==== Page text ====

So much for the Promised Land to our east

Does this lament sound familiar?

“Our members in the business community are telling us this lack of affordable and available housing is beginning to impact their ability to hire and retain employees…”

That comment could easily have come from a business leader in Vermont, but instead it’s someone from the statewide chamber of commerce … in New Hampshire!

newhampshire

New Hampshire! That’s where Vermonters go for motorcycle rallies. That’s where Vermonters go to buy stuff, because there’s no sales tax. And that’s where Vermonters might even think about moving to, because there’s no income tax, either … except that New Hampshire is just about as housing-unaffordable as Vermont, maybe more so.

Most renters who work in the Lebanon-Hanover area, according to this story in the Manchester Union Leader, have to commute 25-30 miles. Who, knows, maybe some of them are commuting from our Vermont tax haven!

Well now, if housing unaffordability is a crisis even in almost-tax-free New Hampshire, you might think that issue will come to the fore in the run-up to the presidential primary. Don’t bet on it, though. So far, housing is off the table for contending luminaries in both major parties.

==== Source data ====

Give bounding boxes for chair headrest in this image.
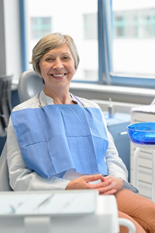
[18,70,44,102]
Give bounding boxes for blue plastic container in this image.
[127,122,155,147]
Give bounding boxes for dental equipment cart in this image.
[130,105,155,201]
[0,190,135,233]
[103,112,131,182]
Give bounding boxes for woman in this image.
[7,33,155,233]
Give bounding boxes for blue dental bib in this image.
[11,104,108,178]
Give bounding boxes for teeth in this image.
[52,74,64,77]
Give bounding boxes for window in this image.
[83,14,97,40]
[31,17,52,40]
[20,0,155,88]
[25,0,98,82]
[112,0,155,79]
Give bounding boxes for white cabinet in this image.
[130,112,155,199]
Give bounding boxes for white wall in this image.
[0,0,21,80]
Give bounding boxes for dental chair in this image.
[0,70,44,191]
[0,70,135,233]
[0,75,13,137]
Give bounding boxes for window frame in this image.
[19,0,155,89]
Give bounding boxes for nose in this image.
[53,58,63,69]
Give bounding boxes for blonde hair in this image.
[30,33,80,75]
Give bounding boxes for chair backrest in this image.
[0,70,44,191]
[0,75,13,137]
[0,143,12,191]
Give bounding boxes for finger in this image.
[99,189,116,195]
[90,179,113,190]
[83,174,102,182]
[98,183,115,193]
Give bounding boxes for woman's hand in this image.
[99,176,123,194]
[66,174,123,195]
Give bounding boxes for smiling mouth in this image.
[51,73,66,78]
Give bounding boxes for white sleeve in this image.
[7,118,70,191]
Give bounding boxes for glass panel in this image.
[112,0,155,78]
[26,0,98,81]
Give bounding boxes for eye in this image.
[45,57,54,61]
[62,56,70,60]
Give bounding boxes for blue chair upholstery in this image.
[0,70,44,191]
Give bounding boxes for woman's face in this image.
[39,43,76,94]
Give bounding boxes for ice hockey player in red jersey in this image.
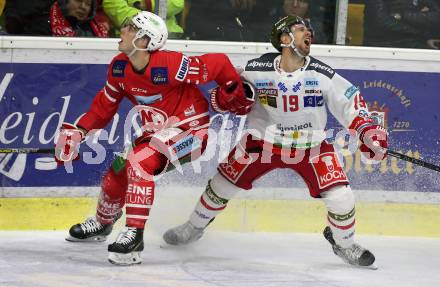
[164,16,388,267]
[55,11,253,265]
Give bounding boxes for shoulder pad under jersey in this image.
[306,57,335,79]
[245,53,279,72]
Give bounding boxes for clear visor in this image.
[290,22,314,38]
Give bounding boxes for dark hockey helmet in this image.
[270,15,313,52]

====

Given task A :: In the text about New Hampshire housing, how far do most renters who work in the Lebanon-Hanover area have to commute?
Given task B :: In the records, rewrite everything from the line containing "Give bounding boxes for window in this image." down to the line containing "[53,58,63,69]", with "white wall" changed to "painted wall" and the rest left as is.

Correct output A :: 25-30 miles.

Correct output B ::
Give bounding boxes for window in this image.
[83,14,97,40]
[31,17,52,40]
[20,0,155,88]
[25,0,98,82]
[112,0,155,79]
Give bounding boxes for white cabinet in this image.
[130,112,155,199]
Give bounding boxes for painted wall in this image.
[0,0,21,80]
Give bounding boxes for dental chair in this image.
[0,70,44,191]
[0,70,135,233]
[0,75,13,137]
Give bounding boxes for window frame in this image.
[19,0,155,89]
Give bounding boxes for nose in this image.
[53,58,63,69]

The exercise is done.